While Delta Air Lines last week projected that its breakeven point would come in the spring, United executives in an earnings call on Thursday did not put a timeline on when its cash burn rate—which was $23 million daily in the fourth quarter, not counting $10 million in daily costs toward paying principal debt and severance payments—would reach zero. CEO Scott Kirby said that would depend on an “inflection point” of a successful vaccination rollout.

“That inflection point will happen not only when there’s a critical mass of the country that’s been vaccinated but also when we affirm a scientific and medical conclusion that once you get the vaccine, you are not only immune from catching Covid, you are no longer a transmission vector from Covid,” Kirby said.

Once that happens, which EVP and chief commercial officer Andrew Nocella said could be in the summer or “possibly sooner if vaccine distribution improves,” executives expect a quick, S-shaped recovery. From there, they expect a “steady increase in demand” to between 85 percent and 90 percent of 2019 levels and within a “matter of months moving from being cash-negative to quite a bit cash-positive,” Kirby said.

That will include business travel demand, which, although slower to return than leisure demand, is set to recover based on United’s conversations with its corporate customers and travel management partners, Nocella said.

In the meantime, United projects its first-quarter operating revenue will be down between 65 percent and 70 percent of what it was in the first quarter of 2019, with capacity about half of what it was compared with that period. Fourth-quarter 2020 operating revenue was down 68.7 percent year over year to $3.4 billion.

Kirby also expressed excitement over the recent announcement that Marriott International sales executive Doreen Burse would join the carrier in March as SVP of worldwide sales. He said he would leverage her hotel experience to get the carrier to be less focused on price as the trigger to win customer share.

“I have asked her every single time she’s in a meeting with us, and people talk about price as the way for us to compete, to stand up and throw something at us and get us to change that approach and find ways to make our brand as valuable as it should be,” Kirby said. “Hotels do a remarkably good job of having brand value and having customers like them and be loyal for reasons other than price.”

United reported a net loss of $1.9 billion for the fourth quarter. For full-year 2020, the carrier’s net loss was $7.1 billion.

» **EXERCISE PROMPT**
List every dollar amount given in the text about United's earnings call. The lines that come next have nothing to do with the text.

» **GIVEN INFORMATION**
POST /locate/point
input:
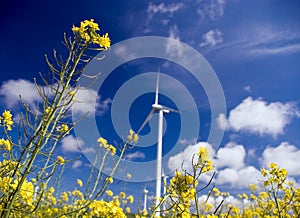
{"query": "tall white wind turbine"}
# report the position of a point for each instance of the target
(145, 198)
(156, 107)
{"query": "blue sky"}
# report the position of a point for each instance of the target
(253, 48)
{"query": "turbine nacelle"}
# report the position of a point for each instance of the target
(159, 107)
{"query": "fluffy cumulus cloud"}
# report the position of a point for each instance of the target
(212, 8)
(285, 155)
(163, 8)
(232, 156)
(174, 47)
(88, 101)
(212, 38)
(259, 117)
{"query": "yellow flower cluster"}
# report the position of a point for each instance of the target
(103, 143)
(79, 182)
(132, 137)
(204, 162)
(60, 160)
(6, 119)
(7, 144)
(63, 129)
(183, 188)
(101, 208)
(87, 31)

» **RESULT**
$23 million
$10 million
$3.4 billion
$1.9 billion
$7.1 billion